*Problem details*:
Nothing but the records, transcribed exactly, should appear in the answer; leave the pictures out.

(Extracted records)
▬▬▬

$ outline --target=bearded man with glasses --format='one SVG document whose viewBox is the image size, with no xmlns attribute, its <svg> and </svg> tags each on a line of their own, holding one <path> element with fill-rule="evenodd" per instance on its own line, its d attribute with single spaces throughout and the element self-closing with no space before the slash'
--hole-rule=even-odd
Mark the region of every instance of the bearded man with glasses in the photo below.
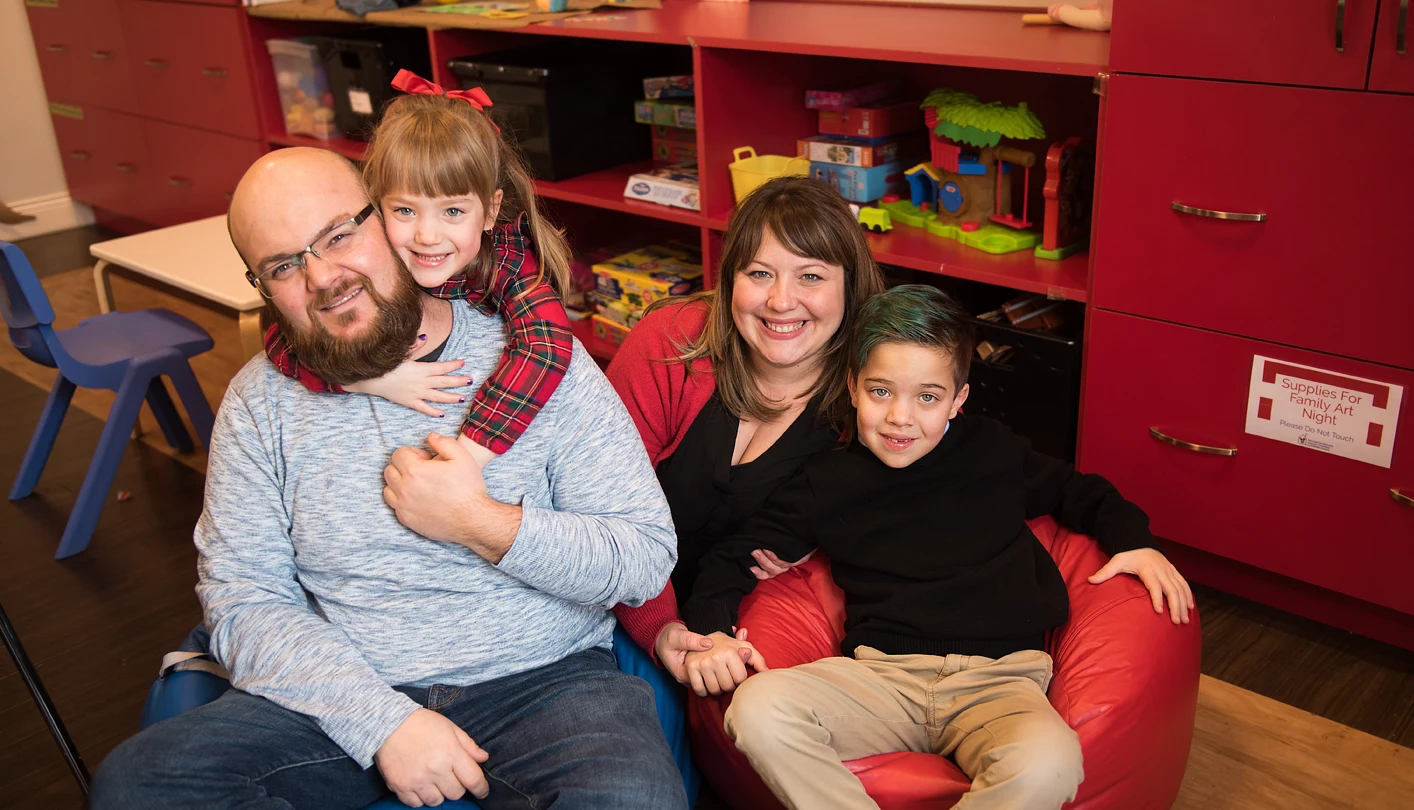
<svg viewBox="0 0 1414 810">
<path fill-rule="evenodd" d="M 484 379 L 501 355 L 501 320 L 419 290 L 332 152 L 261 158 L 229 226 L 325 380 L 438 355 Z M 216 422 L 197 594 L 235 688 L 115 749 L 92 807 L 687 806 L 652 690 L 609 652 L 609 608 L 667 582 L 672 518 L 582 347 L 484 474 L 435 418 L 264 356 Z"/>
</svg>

▬▬▬

*Output of the task*:
$ outline --target=bearded man with glasses --format='one SVG document whose viewBox is the image size, with no xmlns attribute, its <svg> and </svg> tags each on a line of their own, holding one <path> element with fill-rule="evenodd" per instance on its own line, its d attribute with single spaces throughout and the element self-closing with no space before the slash'
--hole-rule=even-odd
Mark the region of every instance of the bearded man with glasses in the photo below.
<svg viewBox="0 0 1414 810">
<path fill-rule="evenodd" d="M 484 379 L 501 355 L 501 320 L 419 290 L 332 152 L 261 158 L 229 226 L 325 380 L 438 355 Z M 216 422 L 197 594 L 235 688 L 115 749 L 92 807 L 687 806 L 652 690 L 609 652 L 609 608 L 667 582 L 672 518 L 582 347 L 484 474 L 435 418 L 264 356 Z"/>
</svg>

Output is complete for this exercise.